THE TASK:
Copy the interview below word for word, from its first question to its last sentence, without the listing that follows.

PROVIDED PASSAGE:
···
What types of interests and activities do you maintain outside of your work?

I’m an active snowboarder, windsurfer, and then bicyclist. I’m a better snowboarder and bicyclist than I am windsurfer, I have to admit. And now I’m taking swimming lessons, so that’s partly so that my windsurfing gets better.

Can you recommend pieces of media that profoundly shaped you?

– Mice, Men, and Malaria
– The Biography of Amelia Earhart

What advice do you have for people in their early stages of exploring?

I think you have to follow what you are interested in. I would say I was fundamentally interested in science. I found biology fascinating. And that’s still true. So I think you find what you love and then you just do it.

What is your vision for the problem or challenge you are working to address?

Over the last 5 years, I’ve really become convinced that having the goal of eradication has sort of galvanized the field into thinking about new strategies to interrupt transmission, and new strategies to control this disease. And I think that is one of the most exciting changes in the field. We now are thinking not about controlling the disease, but in fact about completely eliminating this organism from the world.
···
RECORDED DATA:
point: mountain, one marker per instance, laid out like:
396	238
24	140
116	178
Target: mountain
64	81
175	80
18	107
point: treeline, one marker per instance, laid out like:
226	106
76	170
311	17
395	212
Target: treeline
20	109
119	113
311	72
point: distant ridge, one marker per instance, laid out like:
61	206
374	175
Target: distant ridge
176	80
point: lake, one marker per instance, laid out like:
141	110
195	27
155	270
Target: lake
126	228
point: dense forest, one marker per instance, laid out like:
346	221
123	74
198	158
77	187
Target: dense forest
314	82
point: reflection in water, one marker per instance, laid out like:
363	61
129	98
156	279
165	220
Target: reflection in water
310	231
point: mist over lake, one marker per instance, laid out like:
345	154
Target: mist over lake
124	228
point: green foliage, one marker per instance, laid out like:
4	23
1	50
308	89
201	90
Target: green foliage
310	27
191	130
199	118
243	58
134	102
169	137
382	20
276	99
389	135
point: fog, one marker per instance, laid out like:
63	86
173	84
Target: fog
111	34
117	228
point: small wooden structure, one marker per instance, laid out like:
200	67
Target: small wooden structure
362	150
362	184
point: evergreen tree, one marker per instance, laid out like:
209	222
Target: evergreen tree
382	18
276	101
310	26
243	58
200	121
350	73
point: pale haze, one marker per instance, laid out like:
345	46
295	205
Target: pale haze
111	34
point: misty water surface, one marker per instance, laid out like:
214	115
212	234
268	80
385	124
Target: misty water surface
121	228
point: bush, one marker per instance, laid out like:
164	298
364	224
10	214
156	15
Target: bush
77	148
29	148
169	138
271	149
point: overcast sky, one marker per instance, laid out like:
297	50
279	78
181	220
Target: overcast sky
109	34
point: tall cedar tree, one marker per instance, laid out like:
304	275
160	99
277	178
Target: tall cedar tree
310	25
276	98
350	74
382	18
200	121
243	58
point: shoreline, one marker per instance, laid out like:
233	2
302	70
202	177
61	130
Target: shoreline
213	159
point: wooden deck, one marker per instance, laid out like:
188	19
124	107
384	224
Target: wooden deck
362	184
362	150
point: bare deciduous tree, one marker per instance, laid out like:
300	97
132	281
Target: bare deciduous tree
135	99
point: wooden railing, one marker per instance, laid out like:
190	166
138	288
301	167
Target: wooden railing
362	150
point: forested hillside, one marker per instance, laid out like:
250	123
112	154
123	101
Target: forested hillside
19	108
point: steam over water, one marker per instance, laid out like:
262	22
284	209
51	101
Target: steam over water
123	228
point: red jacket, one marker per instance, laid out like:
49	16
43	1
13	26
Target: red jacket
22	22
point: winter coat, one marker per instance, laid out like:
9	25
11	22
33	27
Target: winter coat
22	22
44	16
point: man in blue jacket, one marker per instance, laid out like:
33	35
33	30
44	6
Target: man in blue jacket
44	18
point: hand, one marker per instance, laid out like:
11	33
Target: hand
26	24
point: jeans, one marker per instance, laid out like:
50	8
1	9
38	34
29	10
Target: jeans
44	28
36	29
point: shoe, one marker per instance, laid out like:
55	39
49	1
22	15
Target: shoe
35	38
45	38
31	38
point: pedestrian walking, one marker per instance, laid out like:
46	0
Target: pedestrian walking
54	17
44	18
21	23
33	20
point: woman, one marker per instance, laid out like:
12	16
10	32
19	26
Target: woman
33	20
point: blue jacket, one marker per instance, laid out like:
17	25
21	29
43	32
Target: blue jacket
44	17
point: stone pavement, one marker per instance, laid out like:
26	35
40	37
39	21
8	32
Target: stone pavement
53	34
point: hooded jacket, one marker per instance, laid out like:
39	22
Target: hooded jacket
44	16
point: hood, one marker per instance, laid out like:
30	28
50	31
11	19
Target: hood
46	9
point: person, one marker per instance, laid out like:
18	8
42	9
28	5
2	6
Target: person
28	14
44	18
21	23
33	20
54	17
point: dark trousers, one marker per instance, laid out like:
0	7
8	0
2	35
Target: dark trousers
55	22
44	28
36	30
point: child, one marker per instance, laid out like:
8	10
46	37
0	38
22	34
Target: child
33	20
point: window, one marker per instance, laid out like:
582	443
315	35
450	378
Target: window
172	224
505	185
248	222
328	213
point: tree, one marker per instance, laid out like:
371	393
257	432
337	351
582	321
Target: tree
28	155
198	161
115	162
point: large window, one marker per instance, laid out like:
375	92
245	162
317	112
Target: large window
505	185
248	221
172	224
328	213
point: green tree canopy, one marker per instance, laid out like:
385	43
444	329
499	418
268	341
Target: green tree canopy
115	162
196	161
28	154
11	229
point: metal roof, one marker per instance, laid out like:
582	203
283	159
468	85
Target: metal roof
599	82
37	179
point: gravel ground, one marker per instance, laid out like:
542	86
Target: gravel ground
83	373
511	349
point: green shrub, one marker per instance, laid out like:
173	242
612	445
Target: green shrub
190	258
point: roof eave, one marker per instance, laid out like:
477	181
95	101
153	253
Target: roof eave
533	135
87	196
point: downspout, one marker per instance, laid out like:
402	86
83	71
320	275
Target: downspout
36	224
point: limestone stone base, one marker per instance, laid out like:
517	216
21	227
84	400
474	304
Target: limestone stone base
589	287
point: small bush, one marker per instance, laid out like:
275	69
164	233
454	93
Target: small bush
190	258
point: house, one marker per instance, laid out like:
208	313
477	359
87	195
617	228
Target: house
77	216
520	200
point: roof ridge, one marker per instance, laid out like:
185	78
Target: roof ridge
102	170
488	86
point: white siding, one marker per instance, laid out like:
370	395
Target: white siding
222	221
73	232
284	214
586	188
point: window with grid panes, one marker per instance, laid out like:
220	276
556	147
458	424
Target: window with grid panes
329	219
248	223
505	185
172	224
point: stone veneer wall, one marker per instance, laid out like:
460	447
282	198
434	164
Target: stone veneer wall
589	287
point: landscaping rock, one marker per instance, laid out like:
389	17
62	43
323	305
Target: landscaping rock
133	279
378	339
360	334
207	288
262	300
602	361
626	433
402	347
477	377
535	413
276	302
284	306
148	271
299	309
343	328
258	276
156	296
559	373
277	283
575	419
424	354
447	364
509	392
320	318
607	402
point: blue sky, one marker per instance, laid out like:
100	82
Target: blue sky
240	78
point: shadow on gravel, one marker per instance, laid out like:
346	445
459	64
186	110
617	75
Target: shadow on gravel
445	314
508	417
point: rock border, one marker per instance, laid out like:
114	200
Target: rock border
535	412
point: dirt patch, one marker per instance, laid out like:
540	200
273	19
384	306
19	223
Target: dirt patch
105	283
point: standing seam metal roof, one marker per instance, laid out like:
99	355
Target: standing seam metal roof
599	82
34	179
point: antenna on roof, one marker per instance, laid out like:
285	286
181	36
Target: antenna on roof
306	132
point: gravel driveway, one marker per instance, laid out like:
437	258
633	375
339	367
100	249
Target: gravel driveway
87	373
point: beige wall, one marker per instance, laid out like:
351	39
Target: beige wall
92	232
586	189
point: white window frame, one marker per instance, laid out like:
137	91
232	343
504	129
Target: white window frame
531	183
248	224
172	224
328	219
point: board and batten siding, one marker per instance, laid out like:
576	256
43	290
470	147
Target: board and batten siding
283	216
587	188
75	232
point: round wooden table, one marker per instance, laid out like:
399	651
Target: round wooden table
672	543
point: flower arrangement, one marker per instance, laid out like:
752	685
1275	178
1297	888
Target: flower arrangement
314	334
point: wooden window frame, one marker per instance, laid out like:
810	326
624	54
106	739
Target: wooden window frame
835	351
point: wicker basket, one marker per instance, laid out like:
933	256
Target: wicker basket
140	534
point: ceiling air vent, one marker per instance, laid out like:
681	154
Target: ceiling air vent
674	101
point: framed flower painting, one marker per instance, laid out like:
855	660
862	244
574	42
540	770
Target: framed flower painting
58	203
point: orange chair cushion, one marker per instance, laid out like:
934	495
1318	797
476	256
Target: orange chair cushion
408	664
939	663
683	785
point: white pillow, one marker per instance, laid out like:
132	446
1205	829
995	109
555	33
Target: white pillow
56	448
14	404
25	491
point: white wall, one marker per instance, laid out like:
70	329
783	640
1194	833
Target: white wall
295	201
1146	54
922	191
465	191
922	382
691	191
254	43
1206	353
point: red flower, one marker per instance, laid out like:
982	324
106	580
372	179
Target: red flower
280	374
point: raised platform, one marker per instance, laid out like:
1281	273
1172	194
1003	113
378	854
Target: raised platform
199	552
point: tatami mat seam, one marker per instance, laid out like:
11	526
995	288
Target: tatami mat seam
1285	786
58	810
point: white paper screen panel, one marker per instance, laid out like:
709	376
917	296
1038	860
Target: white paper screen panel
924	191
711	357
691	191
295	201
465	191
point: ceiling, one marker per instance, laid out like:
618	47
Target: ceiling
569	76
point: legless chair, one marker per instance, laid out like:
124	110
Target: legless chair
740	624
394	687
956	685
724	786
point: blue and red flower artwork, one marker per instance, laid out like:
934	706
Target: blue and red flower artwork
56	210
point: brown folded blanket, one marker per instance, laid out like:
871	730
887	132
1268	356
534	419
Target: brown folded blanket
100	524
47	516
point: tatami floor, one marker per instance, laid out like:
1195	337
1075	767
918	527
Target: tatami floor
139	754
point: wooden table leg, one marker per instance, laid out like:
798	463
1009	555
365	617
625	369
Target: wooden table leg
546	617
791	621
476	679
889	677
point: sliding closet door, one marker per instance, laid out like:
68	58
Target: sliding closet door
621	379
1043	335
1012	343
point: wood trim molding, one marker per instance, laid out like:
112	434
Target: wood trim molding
···
RESPONSE BOX:
What types of interests and activities do you maintain outside of your work?

I’m an active snowboarder, windsurfer, and then bicyclist. I’m a better snowboarder and bicyclist than I am windsurfer, I have to admit. And now I’m taking swimming lessons, so that’s partly so that my windsurfing gets better.

Can you recommend pieces of media that profoundly shaped you?

– Mice, Men, and Malaria
– The Biography of Amelia Earhart

What advice do you have for people in their early stages of exploring?

I think you have to follow what you are interested in. I would say I was fundamentally interested in science. I found biology fascinating. And that’s still true. So I think you find what you love and then you just do it.

What is your vision for the problem or challenge you are working to address?

Over the last 5 years, I’ve really become convinced that having the goal of eradication has sort of galvanized the field into thinking about new strategies to interrupt transmission, and new strategies to control this disease. And I think that is one of the most exciting changes in the field. We now are thinking not about controlling the disease, but in fact about completely eliminating this organism from the world.